→ **Work request**
Please filter the listing below and copy out the lines that hold "point".
== Data for this task
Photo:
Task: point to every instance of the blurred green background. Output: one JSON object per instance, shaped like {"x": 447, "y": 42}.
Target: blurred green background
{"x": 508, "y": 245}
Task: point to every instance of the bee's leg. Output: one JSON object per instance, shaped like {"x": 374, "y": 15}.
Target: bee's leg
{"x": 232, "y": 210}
====
→ **Output of the exercise**
Task: point to every instance of the blurred green background. Output: one JSON object per instance, shaped like {"x": 447, "y": 42}.
Task: point to every instance of the bee's leg. Output: one JSON object per instance, shaped like {"x": 374, "y": 15}.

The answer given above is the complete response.